**DATA SHOWN**:

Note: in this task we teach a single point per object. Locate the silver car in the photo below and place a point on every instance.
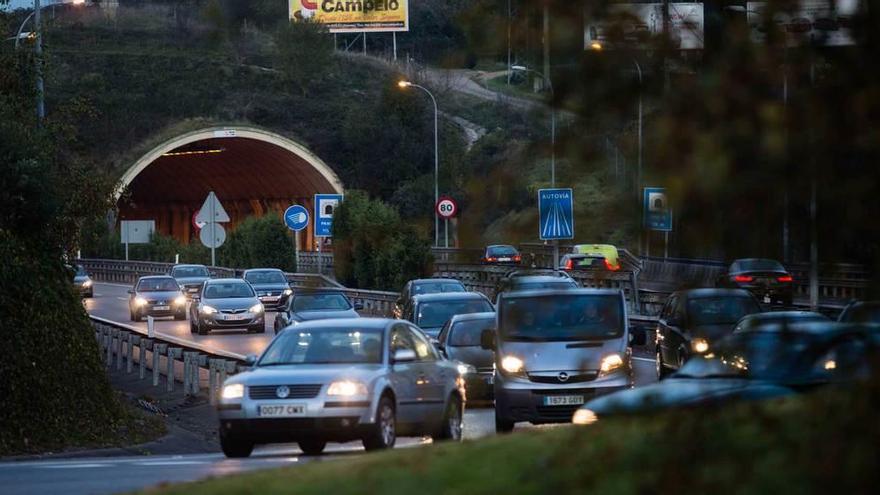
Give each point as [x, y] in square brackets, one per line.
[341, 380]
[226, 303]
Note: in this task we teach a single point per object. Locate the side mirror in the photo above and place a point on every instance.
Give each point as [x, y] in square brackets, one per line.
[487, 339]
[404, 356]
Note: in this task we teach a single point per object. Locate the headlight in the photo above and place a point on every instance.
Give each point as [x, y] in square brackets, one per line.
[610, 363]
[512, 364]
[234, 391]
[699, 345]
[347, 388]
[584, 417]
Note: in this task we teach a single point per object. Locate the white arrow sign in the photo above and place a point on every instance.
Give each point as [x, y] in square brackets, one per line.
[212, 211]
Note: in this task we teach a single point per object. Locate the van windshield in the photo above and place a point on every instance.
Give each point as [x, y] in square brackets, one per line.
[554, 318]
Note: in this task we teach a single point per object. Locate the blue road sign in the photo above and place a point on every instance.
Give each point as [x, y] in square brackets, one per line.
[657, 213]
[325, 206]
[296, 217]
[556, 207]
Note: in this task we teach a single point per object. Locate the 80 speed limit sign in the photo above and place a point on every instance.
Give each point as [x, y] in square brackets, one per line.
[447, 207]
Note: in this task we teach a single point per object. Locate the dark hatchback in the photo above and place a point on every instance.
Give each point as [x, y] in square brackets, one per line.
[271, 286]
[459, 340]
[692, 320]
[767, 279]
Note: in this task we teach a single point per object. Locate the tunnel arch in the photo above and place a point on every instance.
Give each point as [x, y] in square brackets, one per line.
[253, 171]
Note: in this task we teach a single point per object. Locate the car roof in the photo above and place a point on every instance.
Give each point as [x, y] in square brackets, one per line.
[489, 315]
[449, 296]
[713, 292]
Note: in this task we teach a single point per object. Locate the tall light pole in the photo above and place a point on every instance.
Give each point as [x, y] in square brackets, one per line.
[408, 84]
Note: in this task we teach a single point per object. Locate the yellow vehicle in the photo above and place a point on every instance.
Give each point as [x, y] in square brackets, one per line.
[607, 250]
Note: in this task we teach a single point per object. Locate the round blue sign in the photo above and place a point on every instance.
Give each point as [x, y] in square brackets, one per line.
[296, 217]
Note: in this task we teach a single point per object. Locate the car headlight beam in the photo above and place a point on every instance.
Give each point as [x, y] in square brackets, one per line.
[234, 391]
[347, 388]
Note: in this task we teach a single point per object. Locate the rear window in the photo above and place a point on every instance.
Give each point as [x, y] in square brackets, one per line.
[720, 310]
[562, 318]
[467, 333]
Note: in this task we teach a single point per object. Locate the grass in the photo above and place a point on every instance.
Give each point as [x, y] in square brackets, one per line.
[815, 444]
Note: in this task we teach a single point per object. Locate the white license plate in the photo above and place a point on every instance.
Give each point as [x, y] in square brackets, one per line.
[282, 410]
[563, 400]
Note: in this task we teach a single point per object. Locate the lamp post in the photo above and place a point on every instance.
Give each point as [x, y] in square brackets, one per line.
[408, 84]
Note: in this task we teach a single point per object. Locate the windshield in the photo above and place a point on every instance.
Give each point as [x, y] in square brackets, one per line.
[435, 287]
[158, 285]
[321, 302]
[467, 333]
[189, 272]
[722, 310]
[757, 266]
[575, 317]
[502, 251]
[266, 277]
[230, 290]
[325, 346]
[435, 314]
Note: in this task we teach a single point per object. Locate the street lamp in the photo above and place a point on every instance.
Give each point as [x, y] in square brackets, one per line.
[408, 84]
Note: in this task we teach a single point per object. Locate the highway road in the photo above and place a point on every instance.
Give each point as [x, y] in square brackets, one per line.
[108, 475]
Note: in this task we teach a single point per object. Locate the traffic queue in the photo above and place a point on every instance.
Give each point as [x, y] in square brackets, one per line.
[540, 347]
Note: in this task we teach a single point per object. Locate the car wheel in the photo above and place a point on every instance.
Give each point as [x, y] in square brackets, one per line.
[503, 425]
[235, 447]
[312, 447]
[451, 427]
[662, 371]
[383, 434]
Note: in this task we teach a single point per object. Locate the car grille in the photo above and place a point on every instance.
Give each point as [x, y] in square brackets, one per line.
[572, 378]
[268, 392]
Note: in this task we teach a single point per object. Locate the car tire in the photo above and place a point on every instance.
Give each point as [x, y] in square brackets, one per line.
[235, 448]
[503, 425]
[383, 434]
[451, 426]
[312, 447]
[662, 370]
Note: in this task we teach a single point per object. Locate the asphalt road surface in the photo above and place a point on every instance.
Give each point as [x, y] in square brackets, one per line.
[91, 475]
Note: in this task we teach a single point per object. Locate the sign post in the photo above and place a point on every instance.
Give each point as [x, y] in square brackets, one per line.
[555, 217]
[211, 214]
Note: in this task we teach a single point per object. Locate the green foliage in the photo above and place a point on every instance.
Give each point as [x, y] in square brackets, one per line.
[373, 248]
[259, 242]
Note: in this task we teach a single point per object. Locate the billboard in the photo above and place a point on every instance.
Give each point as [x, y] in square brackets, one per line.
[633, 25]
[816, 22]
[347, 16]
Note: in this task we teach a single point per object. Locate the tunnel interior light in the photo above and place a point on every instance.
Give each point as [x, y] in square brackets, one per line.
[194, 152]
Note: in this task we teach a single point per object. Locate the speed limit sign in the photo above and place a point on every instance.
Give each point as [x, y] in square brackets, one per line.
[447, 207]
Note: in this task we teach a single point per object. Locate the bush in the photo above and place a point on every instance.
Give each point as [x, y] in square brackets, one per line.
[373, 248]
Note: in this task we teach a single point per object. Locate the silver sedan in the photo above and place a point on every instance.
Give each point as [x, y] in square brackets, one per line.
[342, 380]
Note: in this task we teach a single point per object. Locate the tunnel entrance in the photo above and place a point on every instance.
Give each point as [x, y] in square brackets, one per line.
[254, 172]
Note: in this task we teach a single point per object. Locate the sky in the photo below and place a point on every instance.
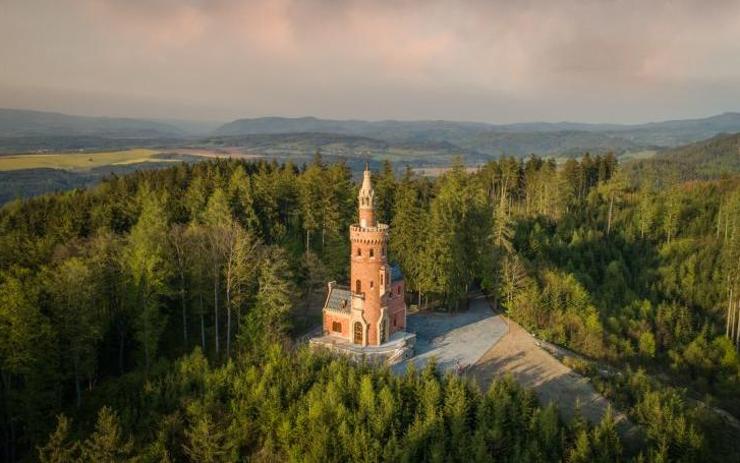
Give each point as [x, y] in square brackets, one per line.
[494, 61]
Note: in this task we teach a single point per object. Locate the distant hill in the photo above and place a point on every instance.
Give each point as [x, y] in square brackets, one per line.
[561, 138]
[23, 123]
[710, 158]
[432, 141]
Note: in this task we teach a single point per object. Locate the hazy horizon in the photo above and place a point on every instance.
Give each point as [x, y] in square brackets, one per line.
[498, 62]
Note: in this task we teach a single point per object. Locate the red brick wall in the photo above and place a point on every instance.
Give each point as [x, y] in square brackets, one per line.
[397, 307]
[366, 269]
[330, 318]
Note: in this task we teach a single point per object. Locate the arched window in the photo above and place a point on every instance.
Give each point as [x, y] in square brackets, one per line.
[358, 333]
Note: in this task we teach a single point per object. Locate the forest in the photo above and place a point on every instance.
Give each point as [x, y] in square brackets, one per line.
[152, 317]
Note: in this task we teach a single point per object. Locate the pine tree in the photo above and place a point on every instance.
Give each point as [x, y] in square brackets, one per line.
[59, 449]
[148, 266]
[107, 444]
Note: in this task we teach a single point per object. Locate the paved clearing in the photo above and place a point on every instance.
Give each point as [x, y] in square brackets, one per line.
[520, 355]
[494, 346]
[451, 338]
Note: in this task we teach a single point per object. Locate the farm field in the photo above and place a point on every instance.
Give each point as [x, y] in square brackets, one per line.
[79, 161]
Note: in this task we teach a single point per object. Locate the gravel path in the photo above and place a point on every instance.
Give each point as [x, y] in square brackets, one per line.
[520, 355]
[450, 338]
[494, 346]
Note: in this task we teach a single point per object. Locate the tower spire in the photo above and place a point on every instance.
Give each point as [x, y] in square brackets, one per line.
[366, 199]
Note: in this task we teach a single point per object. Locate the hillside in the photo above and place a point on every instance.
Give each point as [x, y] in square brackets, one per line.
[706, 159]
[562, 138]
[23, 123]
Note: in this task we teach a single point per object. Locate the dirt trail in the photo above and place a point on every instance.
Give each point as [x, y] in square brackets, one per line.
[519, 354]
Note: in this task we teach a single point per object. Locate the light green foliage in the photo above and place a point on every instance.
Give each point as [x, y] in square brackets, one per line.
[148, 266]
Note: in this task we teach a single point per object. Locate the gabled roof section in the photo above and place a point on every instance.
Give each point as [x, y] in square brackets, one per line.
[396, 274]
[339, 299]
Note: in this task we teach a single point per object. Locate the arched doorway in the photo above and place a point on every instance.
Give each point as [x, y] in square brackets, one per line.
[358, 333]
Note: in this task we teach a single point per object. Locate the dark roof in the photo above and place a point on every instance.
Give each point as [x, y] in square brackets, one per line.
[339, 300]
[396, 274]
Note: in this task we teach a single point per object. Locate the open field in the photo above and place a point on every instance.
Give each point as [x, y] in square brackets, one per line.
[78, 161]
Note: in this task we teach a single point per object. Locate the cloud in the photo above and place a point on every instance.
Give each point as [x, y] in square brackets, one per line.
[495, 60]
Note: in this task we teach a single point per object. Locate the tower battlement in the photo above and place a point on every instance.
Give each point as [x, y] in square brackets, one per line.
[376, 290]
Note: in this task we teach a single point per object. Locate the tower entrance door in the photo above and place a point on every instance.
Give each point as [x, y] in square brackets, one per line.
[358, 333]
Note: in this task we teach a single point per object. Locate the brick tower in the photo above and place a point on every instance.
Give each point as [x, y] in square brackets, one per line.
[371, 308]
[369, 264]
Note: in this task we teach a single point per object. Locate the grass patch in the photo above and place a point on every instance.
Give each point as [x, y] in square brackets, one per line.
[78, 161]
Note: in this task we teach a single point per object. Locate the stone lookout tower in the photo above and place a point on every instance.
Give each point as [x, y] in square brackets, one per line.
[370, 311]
==
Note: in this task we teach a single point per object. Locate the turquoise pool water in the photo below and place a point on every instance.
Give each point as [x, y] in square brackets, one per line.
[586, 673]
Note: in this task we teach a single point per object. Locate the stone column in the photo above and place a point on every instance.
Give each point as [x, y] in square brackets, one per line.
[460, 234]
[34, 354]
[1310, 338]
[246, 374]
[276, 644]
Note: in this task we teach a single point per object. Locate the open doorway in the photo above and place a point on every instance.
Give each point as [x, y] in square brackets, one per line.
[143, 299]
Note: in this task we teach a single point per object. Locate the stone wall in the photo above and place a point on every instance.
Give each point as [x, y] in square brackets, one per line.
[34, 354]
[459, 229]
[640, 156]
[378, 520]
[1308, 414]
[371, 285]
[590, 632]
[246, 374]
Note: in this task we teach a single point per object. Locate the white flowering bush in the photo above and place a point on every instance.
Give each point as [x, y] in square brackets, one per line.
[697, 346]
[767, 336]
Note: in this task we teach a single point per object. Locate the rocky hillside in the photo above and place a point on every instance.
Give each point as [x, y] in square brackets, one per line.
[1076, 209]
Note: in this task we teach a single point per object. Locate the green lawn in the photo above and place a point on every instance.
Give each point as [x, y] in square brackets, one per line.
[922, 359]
--
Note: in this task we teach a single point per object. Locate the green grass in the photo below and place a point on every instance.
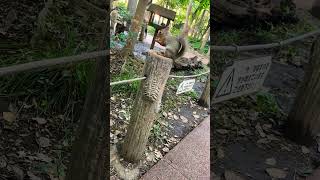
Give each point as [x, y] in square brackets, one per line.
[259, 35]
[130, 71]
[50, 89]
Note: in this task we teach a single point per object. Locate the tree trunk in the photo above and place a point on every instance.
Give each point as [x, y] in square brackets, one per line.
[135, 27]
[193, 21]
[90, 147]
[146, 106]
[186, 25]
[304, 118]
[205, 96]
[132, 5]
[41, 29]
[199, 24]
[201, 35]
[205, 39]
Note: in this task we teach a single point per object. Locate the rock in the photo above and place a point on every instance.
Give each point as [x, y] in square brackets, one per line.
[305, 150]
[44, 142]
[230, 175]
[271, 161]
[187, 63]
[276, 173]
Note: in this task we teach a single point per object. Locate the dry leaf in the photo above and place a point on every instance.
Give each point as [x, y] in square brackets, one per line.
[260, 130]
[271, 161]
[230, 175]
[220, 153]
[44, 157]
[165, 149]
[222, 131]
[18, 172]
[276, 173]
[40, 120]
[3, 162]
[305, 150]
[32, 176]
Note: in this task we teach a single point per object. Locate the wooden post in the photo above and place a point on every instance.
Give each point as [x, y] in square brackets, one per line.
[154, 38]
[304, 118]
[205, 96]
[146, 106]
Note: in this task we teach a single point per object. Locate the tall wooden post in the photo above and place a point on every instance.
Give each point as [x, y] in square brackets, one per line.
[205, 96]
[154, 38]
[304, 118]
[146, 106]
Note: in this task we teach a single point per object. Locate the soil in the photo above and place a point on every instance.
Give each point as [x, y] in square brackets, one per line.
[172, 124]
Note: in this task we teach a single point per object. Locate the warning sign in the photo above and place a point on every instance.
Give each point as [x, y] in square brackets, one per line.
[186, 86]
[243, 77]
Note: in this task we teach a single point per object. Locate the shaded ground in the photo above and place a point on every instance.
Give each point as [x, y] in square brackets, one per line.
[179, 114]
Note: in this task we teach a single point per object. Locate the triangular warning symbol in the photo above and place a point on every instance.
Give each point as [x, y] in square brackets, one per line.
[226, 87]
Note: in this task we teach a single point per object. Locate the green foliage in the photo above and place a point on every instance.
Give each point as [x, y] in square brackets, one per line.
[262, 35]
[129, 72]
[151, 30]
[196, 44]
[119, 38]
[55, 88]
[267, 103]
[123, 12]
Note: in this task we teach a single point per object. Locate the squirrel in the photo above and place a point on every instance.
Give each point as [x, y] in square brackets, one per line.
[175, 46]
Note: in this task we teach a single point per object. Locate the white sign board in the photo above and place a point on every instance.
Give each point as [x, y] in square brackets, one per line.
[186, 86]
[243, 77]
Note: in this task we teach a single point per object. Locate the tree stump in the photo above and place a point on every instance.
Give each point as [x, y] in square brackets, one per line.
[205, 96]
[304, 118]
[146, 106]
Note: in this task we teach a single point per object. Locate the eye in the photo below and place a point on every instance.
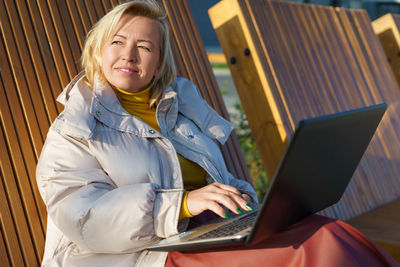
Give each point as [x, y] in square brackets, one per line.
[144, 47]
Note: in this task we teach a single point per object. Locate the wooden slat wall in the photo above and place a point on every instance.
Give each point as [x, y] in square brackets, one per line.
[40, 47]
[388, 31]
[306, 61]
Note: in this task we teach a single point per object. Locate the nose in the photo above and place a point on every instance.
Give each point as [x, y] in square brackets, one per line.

**DIRECTION**: Count the lines in the rows above that contain the string "blue". Case counts, and your reply should be the number alone.

**FINAL RESULT**: 2